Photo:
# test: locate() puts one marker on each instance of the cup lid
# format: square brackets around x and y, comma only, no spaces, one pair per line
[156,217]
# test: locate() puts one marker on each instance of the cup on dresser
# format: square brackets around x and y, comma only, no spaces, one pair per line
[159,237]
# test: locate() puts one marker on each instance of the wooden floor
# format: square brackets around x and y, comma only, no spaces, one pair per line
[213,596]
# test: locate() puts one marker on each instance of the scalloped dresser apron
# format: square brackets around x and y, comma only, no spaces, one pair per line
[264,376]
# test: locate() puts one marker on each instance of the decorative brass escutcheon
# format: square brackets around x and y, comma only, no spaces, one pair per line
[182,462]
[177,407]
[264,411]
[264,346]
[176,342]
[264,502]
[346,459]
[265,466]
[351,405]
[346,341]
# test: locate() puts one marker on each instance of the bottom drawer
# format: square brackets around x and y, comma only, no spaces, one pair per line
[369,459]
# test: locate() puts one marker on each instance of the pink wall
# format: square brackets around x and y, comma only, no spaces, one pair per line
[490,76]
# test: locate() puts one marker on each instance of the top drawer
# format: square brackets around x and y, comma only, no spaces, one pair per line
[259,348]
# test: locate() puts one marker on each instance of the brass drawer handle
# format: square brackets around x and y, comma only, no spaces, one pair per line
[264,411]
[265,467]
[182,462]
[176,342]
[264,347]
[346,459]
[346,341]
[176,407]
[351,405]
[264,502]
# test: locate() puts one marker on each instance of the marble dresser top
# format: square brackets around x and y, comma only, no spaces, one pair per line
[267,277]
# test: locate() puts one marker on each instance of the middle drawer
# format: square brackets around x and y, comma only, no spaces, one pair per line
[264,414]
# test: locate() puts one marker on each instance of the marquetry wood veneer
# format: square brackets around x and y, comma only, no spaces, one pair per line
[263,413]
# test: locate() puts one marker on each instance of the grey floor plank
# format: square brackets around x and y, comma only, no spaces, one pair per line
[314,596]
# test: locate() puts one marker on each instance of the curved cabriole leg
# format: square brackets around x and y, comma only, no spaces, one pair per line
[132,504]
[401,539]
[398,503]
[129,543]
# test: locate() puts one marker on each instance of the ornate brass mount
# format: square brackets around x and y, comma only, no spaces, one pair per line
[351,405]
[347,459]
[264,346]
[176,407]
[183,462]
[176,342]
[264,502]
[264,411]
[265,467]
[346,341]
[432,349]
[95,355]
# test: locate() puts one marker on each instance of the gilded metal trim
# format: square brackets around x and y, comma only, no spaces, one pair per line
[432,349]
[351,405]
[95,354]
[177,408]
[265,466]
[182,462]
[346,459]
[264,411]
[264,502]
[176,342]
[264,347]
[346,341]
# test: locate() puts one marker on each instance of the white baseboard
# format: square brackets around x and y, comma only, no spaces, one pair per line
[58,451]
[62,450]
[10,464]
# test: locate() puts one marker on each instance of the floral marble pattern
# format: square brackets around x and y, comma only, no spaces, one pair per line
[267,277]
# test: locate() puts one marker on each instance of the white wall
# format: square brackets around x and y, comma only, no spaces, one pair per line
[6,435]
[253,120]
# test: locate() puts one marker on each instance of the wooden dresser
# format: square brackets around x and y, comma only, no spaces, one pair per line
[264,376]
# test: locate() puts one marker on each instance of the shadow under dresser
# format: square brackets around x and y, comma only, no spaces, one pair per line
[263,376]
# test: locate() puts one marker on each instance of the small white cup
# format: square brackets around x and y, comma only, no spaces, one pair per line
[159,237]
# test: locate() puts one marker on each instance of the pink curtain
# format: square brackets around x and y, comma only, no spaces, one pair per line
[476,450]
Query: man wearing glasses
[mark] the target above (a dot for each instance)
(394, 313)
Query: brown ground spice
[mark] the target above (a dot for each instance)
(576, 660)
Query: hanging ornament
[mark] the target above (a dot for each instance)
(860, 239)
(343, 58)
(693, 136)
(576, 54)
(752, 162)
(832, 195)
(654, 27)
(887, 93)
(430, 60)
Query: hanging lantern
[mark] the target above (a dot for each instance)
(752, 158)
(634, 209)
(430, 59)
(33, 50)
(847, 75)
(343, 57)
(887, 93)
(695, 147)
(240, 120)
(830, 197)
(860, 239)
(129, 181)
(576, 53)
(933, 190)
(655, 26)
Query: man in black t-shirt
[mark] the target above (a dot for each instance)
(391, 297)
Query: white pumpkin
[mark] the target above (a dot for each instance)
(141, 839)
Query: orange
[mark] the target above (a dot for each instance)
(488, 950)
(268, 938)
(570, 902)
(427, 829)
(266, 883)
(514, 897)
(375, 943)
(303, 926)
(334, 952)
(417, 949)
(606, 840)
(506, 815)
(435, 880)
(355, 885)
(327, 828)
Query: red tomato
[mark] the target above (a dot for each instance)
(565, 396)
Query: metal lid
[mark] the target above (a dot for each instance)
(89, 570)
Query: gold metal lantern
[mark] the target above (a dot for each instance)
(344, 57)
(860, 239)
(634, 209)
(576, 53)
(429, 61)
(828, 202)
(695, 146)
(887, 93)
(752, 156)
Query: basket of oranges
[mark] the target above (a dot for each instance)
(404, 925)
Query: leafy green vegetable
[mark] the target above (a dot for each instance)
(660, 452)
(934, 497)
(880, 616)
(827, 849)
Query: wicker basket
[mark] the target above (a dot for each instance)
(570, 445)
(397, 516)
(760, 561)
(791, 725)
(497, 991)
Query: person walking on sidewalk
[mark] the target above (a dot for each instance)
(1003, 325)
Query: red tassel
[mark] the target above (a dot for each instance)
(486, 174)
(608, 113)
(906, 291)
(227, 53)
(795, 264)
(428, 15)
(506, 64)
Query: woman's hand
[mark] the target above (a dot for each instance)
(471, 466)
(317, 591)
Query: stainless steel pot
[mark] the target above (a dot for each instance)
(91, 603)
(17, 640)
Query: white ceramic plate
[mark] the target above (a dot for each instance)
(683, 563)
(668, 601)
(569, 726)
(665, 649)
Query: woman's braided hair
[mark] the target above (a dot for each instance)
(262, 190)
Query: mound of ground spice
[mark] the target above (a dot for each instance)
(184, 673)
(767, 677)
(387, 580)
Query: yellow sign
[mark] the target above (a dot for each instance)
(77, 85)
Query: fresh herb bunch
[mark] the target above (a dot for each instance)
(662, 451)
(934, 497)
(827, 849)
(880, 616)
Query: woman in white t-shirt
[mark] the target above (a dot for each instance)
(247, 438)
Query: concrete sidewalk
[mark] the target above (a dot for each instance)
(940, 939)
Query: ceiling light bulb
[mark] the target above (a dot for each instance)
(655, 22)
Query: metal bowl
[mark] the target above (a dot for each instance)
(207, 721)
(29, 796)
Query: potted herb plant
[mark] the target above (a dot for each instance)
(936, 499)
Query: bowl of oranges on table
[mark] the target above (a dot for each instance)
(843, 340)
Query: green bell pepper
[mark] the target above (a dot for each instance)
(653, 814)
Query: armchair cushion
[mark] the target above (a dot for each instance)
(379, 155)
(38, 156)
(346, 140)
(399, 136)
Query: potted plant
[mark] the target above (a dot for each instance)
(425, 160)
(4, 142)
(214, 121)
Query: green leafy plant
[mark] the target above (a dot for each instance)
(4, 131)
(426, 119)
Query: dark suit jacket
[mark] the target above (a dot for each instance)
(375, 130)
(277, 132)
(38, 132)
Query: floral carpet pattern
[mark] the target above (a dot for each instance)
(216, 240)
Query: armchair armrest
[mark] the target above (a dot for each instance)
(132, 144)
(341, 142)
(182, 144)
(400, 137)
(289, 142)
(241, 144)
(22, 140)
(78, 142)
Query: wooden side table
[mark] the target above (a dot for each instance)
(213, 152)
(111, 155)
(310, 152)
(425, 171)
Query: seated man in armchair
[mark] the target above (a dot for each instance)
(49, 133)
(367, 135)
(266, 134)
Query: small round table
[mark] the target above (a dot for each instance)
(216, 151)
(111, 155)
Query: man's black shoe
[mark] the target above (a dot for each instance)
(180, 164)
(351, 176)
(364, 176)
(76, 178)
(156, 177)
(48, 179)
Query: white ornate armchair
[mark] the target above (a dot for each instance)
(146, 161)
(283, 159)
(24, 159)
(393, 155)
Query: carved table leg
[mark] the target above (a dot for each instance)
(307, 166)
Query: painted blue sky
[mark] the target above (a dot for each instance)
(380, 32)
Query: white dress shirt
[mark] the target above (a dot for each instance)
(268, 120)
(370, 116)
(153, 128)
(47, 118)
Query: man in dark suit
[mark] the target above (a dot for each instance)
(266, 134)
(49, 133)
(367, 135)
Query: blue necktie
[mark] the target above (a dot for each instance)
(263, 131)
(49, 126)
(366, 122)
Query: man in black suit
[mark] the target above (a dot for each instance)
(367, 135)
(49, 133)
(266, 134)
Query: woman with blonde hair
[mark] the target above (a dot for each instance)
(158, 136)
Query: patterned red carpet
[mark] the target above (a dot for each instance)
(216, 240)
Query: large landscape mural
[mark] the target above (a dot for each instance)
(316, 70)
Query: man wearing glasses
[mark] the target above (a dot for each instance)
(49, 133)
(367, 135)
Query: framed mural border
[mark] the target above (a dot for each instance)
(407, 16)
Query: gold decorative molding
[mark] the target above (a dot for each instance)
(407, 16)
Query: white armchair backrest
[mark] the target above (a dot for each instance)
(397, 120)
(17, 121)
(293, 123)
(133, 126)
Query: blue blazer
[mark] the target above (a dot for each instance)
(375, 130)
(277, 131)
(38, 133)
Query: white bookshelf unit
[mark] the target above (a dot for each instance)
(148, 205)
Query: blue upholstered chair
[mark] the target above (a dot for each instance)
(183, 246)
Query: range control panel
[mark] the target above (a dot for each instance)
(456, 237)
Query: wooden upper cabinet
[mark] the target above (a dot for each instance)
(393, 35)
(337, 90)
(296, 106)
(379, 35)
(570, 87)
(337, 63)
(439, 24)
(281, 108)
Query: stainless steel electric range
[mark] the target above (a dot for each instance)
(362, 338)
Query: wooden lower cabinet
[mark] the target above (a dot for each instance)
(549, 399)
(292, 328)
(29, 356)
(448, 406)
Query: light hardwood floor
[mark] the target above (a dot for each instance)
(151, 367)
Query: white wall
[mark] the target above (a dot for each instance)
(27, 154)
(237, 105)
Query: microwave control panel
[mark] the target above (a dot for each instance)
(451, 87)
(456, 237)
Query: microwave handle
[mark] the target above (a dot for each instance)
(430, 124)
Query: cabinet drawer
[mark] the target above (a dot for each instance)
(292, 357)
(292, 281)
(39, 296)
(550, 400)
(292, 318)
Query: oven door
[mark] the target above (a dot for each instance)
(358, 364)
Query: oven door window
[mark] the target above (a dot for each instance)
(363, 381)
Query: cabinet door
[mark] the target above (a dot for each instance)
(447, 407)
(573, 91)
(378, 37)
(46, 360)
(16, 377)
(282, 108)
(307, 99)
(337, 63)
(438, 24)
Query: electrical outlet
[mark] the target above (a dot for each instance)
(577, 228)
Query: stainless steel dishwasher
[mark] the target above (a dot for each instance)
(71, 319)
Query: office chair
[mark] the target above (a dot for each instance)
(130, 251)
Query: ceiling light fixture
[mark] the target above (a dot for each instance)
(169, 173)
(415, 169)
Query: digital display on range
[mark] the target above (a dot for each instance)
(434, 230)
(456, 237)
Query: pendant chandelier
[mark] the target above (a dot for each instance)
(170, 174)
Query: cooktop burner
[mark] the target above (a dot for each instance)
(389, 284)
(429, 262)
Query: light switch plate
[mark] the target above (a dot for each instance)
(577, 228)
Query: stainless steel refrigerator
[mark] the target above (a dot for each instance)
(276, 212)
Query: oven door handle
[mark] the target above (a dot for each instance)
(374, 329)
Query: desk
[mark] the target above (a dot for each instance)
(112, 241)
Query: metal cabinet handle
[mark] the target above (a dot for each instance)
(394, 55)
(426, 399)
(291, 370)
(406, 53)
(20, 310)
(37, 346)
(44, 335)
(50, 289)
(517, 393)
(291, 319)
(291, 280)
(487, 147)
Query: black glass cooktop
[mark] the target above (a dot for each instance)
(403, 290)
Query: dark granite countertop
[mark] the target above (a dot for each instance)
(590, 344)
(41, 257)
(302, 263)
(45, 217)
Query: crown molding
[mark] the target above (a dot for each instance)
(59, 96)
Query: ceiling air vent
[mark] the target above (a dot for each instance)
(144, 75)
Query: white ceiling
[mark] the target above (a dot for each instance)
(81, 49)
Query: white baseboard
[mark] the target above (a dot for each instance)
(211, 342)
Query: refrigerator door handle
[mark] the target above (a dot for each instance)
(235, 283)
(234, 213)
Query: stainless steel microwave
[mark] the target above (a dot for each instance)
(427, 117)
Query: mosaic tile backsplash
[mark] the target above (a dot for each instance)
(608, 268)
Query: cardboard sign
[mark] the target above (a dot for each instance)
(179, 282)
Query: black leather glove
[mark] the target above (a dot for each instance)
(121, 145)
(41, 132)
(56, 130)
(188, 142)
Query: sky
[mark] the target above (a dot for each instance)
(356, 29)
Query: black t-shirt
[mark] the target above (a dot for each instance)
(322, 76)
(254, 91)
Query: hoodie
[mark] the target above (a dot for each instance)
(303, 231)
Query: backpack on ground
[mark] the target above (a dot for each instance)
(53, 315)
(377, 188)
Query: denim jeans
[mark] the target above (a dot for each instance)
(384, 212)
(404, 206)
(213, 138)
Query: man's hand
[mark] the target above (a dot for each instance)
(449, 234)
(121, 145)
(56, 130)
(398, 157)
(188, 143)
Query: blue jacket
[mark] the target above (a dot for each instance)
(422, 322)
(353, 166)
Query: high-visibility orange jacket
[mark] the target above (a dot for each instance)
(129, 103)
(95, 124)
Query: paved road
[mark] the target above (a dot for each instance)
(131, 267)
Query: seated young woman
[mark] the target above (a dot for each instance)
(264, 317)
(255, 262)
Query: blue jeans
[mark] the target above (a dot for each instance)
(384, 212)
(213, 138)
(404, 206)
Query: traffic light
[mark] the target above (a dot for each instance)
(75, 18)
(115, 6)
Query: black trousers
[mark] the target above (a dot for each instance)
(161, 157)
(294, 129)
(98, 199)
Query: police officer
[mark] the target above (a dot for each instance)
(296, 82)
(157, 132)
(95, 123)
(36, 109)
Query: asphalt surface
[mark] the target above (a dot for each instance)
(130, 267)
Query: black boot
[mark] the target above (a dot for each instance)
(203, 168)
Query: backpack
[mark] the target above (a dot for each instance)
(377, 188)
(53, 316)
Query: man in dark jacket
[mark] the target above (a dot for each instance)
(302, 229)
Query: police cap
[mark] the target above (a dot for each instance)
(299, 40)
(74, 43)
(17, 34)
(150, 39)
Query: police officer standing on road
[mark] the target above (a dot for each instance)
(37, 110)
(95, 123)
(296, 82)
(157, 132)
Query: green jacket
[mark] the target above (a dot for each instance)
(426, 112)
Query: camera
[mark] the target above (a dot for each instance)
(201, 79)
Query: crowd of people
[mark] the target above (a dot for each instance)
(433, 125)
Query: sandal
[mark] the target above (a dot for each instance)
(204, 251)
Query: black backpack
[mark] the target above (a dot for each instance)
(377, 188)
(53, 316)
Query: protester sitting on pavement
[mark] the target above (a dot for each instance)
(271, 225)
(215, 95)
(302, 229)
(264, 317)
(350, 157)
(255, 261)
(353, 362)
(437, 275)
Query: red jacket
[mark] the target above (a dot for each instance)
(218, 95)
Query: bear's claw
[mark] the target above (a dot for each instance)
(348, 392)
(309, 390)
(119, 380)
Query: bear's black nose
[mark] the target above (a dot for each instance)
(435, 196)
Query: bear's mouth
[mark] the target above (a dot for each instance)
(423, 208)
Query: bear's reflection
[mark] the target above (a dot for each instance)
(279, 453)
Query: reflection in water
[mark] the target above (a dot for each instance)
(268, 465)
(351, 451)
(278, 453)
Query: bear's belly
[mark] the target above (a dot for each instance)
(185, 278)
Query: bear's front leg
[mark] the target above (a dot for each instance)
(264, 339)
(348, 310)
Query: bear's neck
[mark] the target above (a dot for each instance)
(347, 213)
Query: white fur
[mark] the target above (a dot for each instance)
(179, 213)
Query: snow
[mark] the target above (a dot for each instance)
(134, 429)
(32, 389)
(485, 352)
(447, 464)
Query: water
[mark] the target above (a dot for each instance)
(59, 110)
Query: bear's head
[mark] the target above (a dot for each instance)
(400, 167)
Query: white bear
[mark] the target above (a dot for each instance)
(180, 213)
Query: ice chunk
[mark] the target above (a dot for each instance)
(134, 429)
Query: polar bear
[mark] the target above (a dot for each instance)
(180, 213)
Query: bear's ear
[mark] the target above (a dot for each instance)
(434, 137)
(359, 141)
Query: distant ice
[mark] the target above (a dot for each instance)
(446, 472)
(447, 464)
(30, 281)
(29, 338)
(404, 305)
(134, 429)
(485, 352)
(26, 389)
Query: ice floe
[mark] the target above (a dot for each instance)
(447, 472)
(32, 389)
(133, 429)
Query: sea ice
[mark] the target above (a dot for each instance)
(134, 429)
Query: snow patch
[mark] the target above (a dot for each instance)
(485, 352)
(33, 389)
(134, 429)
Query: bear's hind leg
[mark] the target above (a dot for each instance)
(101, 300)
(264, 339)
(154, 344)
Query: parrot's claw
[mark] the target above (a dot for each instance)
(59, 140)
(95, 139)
= = = = =
Check each line above for the string "bear" and copy the ones that have it.

Query: bear's claw
Query: bear's black nose
Query: bear's mouth
Query: bear's reflection
Query: bear's belly
Query: bear's front leg
Query: bear's neck
Query: bear's head
Query: white bear
Query: polar bear
Query: bear's ear
Query: bear's hind leg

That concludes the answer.